START Input for this task

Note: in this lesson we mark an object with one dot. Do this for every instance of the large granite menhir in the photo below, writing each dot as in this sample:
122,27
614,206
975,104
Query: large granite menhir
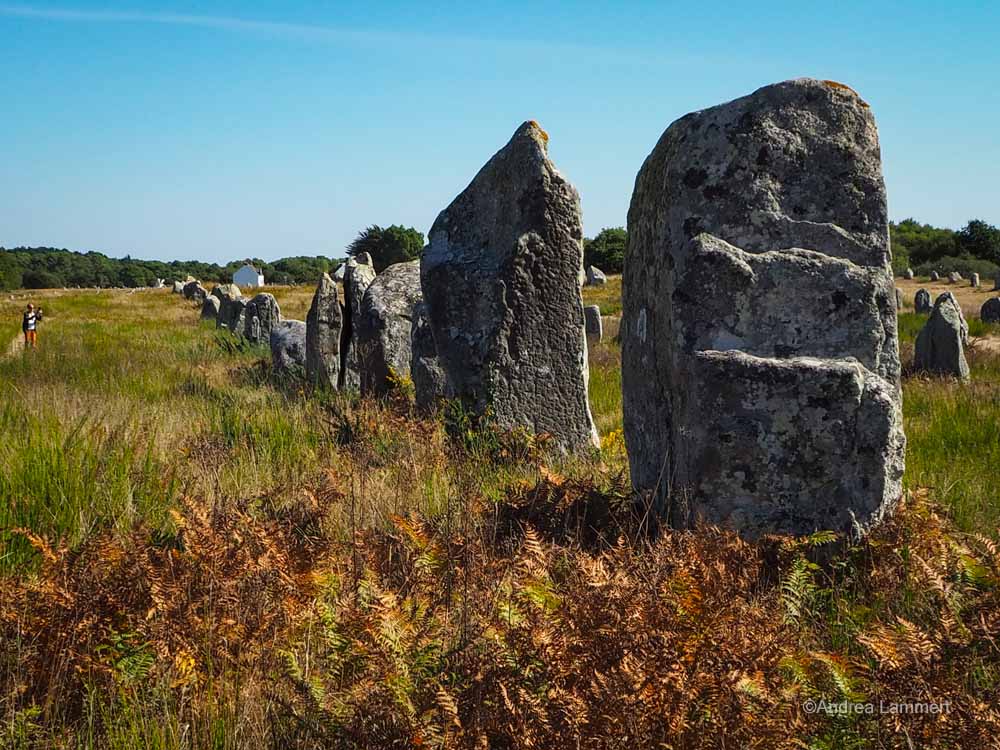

END Input for this task

* **To do**: None of the pictures should be copied, but every record above must be restated in full.

* **Response below**:
Note: in this lesson we mark an object with one dot. Do this for every instance of the large granite menhir in the photo below, writing each dot as in this sample:
122,27
614,206
975,104
Query: large granite menhir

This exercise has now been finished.